## Objetivo do exercício
Disponha como uma lista JSON de strings tudo desde o começo das linhas até a linha que contém "column 773, row 338", com as duas pontas incluídas, uma string por linha e sem as linhas em branco. Deixe as imagens de fora da resposta.

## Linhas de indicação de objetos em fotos
──────

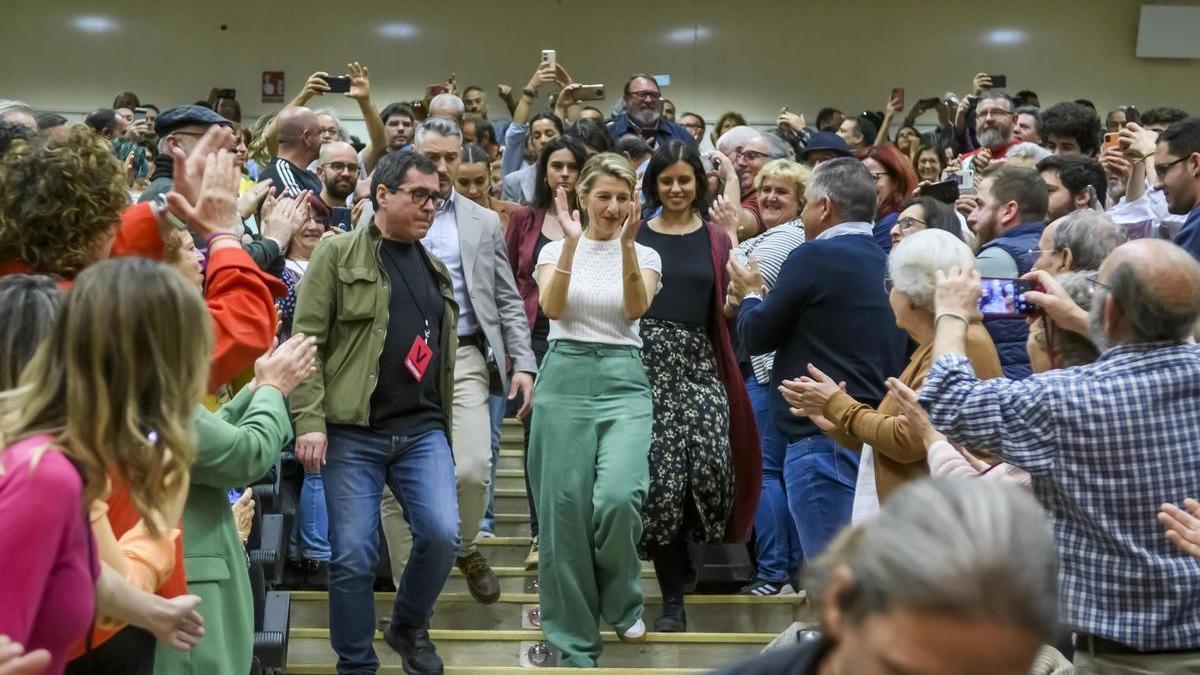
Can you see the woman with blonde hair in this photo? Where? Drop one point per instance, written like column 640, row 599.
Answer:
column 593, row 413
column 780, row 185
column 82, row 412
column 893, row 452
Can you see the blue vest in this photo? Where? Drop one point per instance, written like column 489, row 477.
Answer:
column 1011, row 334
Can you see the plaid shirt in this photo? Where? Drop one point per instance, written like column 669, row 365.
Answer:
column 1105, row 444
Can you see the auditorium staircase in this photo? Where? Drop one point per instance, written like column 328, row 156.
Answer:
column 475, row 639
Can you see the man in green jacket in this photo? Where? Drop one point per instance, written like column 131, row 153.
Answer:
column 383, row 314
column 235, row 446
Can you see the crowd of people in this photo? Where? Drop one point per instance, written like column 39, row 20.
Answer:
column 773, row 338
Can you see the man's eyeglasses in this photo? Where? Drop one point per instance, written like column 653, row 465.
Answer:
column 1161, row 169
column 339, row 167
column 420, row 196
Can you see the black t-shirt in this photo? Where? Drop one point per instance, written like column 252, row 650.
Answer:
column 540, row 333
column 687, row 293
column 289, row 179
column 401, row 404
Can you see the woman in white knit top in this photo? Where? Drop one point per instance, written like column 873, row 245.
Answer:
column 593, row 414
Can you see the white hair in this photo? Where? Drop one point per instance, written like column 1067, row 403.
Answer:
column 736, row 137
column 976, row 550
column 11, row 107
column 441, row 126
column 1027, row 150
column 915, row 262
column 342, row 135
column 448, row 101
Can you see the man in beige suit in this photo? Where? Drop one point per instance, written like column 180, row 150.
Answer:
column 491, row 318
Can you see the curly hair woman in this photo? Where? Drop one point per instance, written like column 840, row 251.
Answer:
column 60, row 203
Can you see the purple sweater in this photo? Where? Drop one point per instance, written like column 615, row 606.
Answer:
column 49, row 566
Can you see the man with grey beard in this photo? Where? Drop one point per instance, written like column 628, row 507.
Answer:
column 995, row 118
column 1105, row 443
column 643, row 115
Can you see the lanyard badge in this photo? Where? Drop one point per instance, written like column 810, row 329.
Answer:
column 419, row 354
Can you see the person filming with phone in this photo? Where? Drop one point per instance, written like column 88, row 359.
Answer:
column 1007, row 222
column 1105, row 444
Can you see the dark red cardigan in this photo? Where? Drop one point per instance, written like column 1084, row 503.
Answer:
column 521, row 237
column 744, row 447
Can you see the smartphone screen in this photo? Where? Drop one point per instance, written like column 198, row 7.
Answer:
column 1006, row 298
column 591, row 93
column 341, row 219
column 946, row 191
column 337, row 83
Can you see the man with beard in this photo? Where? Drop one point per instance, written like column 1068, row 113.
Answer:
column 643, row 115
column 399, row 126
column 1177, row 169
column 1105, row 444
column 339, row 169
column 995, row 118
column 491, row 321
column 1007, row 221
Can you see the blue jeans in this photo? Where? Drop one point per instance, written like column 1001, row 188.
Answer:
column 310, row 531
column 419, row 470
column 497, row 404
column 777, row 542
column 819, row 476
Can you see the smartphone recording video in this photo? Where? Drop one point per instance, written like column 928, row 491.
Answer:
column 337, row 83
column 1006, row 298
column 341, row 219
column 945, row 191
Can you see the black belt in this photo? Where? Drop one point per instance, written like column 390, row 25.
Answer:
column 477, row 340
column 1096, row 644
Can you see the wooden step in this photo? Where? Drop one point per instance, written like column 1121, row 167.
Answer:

──────

## Resultado da tarefa
[
  "Can you see the woman with blonde hair in this photo? Where? Drop one point per instance, written like column 640, row 599.",
  "Answer:",
  "column 593, row 413",
  "column 780, row 185",
  "column 82, row 412",
  "column 893, row 452",
  "Can you see the blue vest in this photo? Where? Drop one point per instance, written like column 489, row 477.",
  "Answer:",
  "column 1011, row 334",
  "Can you see the plaid shirt in this photo? Where? Drop one point per instance, written like column 669, row 365.",
  "Answer:",
  "column 1105, row 444",
  "Can you see the auditorium staircase in this photo? Where? Drop one point per instance, written like column 328, row 156.",
  "Answer:",
  "column 475, row 639",
  "Can you see the man in green jacket in this photo? Where? Drop one point per instance, written like column 131, row 153.",
  "Answer:",
  "column 383, row 314",
  "column 235, row 446",
  "Can you see the crowd of people in this photo? Where? Drop one point per instance, written like column 39, row 20.",
  "Answer:",
  "column 773, row 338"
]